Dataset entries
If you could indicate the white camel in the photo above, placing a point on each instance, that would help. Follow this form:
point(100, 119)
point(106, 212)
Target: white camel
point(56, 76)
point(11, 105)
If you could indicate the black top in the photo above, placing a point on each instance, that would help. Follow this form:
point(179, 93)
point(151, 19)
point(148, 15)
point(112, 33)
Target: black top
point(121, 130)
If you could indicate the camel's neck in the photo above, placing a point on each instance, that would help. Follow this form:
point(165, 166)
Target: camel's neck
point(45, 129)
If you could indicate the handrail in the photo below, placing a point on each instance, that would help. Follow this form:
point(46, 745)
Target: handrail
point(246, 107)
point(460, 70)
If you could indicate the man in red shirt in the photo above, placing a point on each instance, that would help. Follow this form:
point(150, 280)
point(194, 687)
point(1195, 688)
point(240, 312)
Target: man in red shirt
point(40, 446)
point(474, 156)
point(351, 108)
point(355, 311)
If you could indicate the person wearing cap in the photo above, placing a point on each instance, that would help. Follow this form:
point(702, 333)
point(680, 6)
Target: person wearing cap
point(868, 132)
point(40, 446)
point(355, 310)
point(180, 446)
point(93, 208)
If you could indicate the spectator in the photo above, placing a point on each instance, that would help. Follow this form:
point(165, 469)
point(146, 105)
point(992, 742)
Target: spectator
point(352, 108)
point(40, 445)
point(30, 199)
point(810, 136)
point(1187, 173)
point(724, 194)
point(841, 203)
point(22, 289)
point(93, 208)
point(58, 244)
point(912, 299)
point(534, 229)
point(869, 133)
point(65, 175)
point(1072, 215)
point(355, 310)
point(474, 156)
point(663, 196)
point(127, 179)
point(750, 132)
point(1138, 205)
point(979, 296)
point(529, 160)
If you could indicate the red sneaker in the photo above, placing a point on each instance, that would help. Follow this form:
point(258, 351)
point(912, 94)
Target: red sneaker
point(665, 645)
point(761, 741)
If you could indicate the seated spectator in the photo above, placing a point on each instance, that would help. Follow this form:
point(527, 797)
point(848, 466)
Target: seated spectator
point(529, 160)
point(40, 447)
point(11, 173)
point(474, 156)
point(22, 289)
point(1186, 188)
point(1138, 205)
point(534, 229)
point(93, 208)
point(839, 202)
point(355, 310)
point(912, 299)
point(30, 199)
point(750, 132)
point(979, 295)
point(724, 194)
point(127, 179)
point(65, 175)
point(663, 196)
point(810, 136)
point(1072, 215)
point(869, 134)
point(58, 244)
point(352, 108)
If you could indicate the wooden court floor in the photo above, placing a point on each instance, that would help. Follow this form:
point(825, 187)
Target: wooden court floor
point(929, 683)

[What the exercise asks] All of the entries should be transcribed exactly as they appear.

[Exercise output]
If you could indicate the white camel in the photo above, placing a point on each instance, that would help. Follow this form:
point(100, 119)
point(106, 212)
Target: white camel
point(56, 76)
point(11, 105)
If you could indicate the black top in the photo above, placing a point on each instance, that would help. Follow this form:
point(179, 93)
point(151, 19)
point(148, 15)
point(112, 33)
Target: black top
point(121, 130)
If you could indicate the camel's neck in the photo above, placing a point on each instance, that would help. Follow this form:
point(165, 166)
Target: camel's neck
point(45, 129)
If you could indicate the handrail in the photo below, placing a point on each instance, that would help. Follow this form:
point(46, 745)
Target: handrail
point(246, 107)
point(460, 70)
If you could indicate the man in red shirt in the photo above, placing a point on each instance, that would help. Follow this form:
point(150, 280)
point(194, 687)
point(1195, 688)
point(240, 312)
Target: man in red shirt
point(40, 446)
point(474, 156)
point(351, 108)
point(355, 311)
If you could indicate the person wearing cap in the photo above, placing a point on each instance, that would help. Follow this form:
point(702, 333)
point(680, 6)
Target: person wearing cap
point(868, 132)
point(40, 446)
point(355, 310)
point(180, 446)
point(93, 208)
If you could indicate the spectator in the photo above, placing a point on each instance, that would help. Follow this form:
point(165, 469)
point(146, 105)
point(992, 742)
Target: spectator
point(352, 108)
point(40, 445)
point(30, 199)
point(810, 136)
point(1187, 173)
point(724, 194)
point(841, 203)
point(22, 289)
point(93, 208)
point(58, 244)
point(912, 299)
point(534, 229)
point(869, 133)
point(65, 175)
point(1072, 215)
point(355, 310)
point(474, 156)
point(663, 196)
point(127, 179)
point(750, 132)
point(1138, 205)
point(979, 296)
point(529, 160)
If you could indicate the red sneaker in the photo above, placing a point on each instance, that would help. Follow this form:
point(258, 351)
point(912, 94)
Target: red sneaker
point(665, 645)
point(761, 741)
If you could indicate the seated spectator in the photo above, placing a point on each instance, that would help. Follow this form:
point(527, 797)
point(848, 466)
Target: seated spectator
point(529, 160)
point(40, 447)
point(11, 173)
point(474, 156)
point(22, 289)
point(1186, 188)
point(1138, 205)
point(534, 229)
point(93, 208)
point(839, 202)
point(355, 310)
point(912, 299)
point(30, 199)
point(750, 132)
point(979, 295)
point(724, 194)
point(127, 179)
point(65, 175)
point(663, 196)
point(810, 136)
point(1072, 215)
point(869, 134)
point(58, 244)
point(352, 108)
If you could indicate the wooden court floor in the photo above, placing a point on each instance, that would help. Follow this form:
point(825, 187)
Target: wooden court floor
point(929, 683)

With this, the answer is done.